— Start of Quoted text —

The Year of South African Genre Fiction - Part 1
Okay so it's a bit of an exaggeration, but sometimes I feel like I read to live. Like the books are my air and water and that they feed me.
I have just recently had the most wonderful run of books, starting late last year with Lauren Beukes's The Shining Girls, Charlie Human's Apocalypse Now Now, Sarah Lotz's The Three, straight onto Sarah's partner-in-crime (or at least horror) Louis Greenberg's Dark Windows and their third SL Grey book, The New Girl. Somewhere in there I also read the Deadlands Trilogy by Lily Herne (another Lotz collaboration, this time mother and daughter)
It only dawned on me recently that everyone of those books is by a South African author, (a lot of them by the same author).
As an avid reader who has been devouring books since as far back as I can remember (I think I was reading Agatha Christie by the time I was 6 or 7) I cannot remember ever having read this many books by local authors in my life - cumulatively.
South Africa is definitely going through some kind of genre fiction rennaissance and the fact that I know most of these authors personally is just a little disorientating for me, but also kinda cool.
In the last year alone seven authors whose names I first read in the Something Wicked slush pile have nabbed themselves international publishing deals, three of those six-figure deals.
Now that's all very well, but are they any good?
My feelings on Lotz's The Three have been made public over at Arcfinity, as for the rest of them?
Varying degrees of brilliant.
The Shining Girls is the book that probably needs the least raving from me as most of the world has done that already, and quite rightly so. For Beukes it is a gigantic leap in both her writing ability and storytelling techniques, not that either were lacking before, but The Shining Girls is in a different realm from Moxyland and Zoo City (both books I loved, by the way). I wait with baited breath for Broken Monsters.
The Deadlands books started out great with Deadlands, and I was desperate to read the second, Death of a Saint, as soon as it came out. Unfortunately Penguin decided to rebrand the books and shoved one of the most tedious, clichéd covers on it that completely put me off reading it. Now I know you shouldn't judge a book by it's cover but, Jesus, have you seen this cover? It's such a crap cover that it actually made me question my memory of Deadlands. This cover looks like it belongs on some kind of fantasy romance book for 13-year-old girls. It totally put me off the series for years.
It was only after having read The Three that, feeling starved for more Sarah Lotz, I finally picked up the book and started reading, laying it face down on the bedside table at night, just like I used to do with the Stephen King's when I was in my early teens because the covers frightened me.
Not that I should've been surprised, but Death of a Saint is brilliant. Sarah and Savannah really hit their stride with this second book, it is much darker and a helluva lot more violent than the first (so why change the fucking cover, guys!)
By the way, there is a character named Saint in the Deadland books. This is what she looks like:
Yep, she ain't white.
Death of Saint takes our characters out of the enclave and across the South Coast of South Africa - it's a fantastic road trip book that offers both insights into just how bad the situation is, but also grows the characters wonderfully.

— End of Quoted text —
— Start of Data lines —

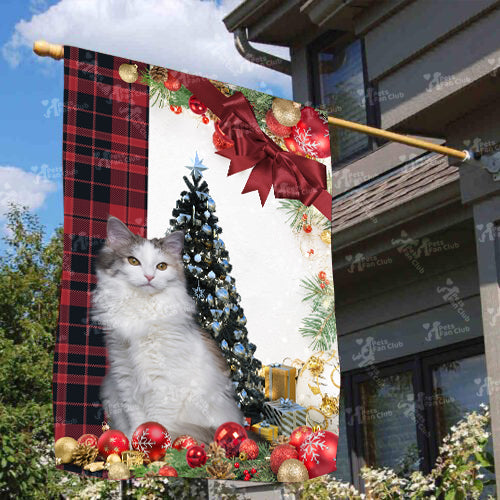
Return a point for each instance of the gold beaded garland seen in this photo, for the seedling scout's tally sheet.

— End of Data lines —

### Exercise 1
In the post on South African genre fiction, which publisher rebranded the Deadlands books?
### Exercise 2
Retype the part of the post on South African genre fiction that opens with the words containing "South Africa is" and closes with "rest of them?".

### Written solution 1
Penguin rebranded the Deadlands books.

### Written solution 2
South Africa is definitely going through some kind of genre fiction rennaissance and the fact that I know most of these authors personally is just a little disorientating for me, but also kinda cool.
In the last year alone seven authors whose names I first read in the Something Wicked slush pile have nabbed themselves international publishing deals, three of those six-figure deals.
Now that's all very well, but are they any good?
My feelings on Lotz's The Three have been made public over at Arcfinity, as for the rest of them?